● Exercise task
Reproduce the listing exactly, with no pictures in your copy.

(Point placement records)
◆ ◆ ◆ ◆
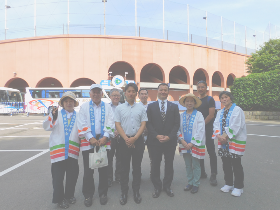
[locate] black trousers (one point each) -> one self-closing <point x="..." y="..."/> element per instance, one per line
<point x="233" y="166"/>
<point x="156" y="153"/>
<point x="114" y="152"/>
<point x="88" y="181"/>
<point x="210" y="145"/>
<point x="71" y="168"/>
<point x="126" y="154"/>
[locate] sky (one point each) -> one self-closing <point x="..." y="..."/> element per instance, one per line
<point x="87" y="17"/>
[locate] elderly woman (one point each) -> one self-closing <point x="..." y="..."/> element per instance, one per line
<point x="64" y="149"/>
<point x="230" y="130"/>
<point x="191" y="137"/>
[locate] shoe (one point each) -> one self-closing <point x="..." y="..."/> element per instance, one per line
<point x="137" y="197"/>
<point x="88" y="202"/>
<point x="169" y="192"/>
<point x="110" y="183"/>
<point x="123" y="199"/>
<point x="71" y="200"/>
<point x="103" y="199"/>
<point x="237" y="192"/>
<point x="156" y="193"/>
<point x="213" y="180"/>
<point x="188" y="187"/>
<point x="118" y="180"/>
<point x="63" y="204"/>
<point x="203" y="176"/>
<point x="194" y="190"/>
<point x="226" y="188"/>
◆ ◆ ◆ ◆
● Exercise output
[locate] black trousers (one point each) -> one self-closing <point x="..." y="..."/> element per instance, one per line
<point x="233" y="166"/>
<point x="156" y="153"/>
<point x="114" y="152"/>
<point x="88" y="181"/>
<point x="210" y="145"/>
<point x="71" y="168"/>
<point x="126" y="154"/>
[locate] sky (one point each) -> one self-closing <point x="..." y="..."/> element per instance, one per line
<point x="87" y="17"/>
[locate] elderly woman (one point each) -> one self-closing <point x="..." y="..."/> element per instance, one per line
<point x="64" y="149"/>
<point x="230" y="130"/>
<point x="191" y="137"/>
[locate] shoe (one point each) -> one self-closing <point x="..." y="..."/> element per instance, one per line
<point x="137" y="197"/>
<point x="88" y="202"/>
<point x="169" y="192"/>
<point x="110" y="183"/>
<point x="123" y="199"/>
<point x="71" y="200"/>
<point x="103" y="199"/>
<point x="237" y="192"/>
<point x="156" y="193"/>
<point x="213" y="180"/>
<point x="188" y="187"/>
<point x="118" y="180"/>
<point x="63" y="204"/>
<point x="203" y="176"/>
<point x="194" y="190"/>
<point x="226" y="188"/>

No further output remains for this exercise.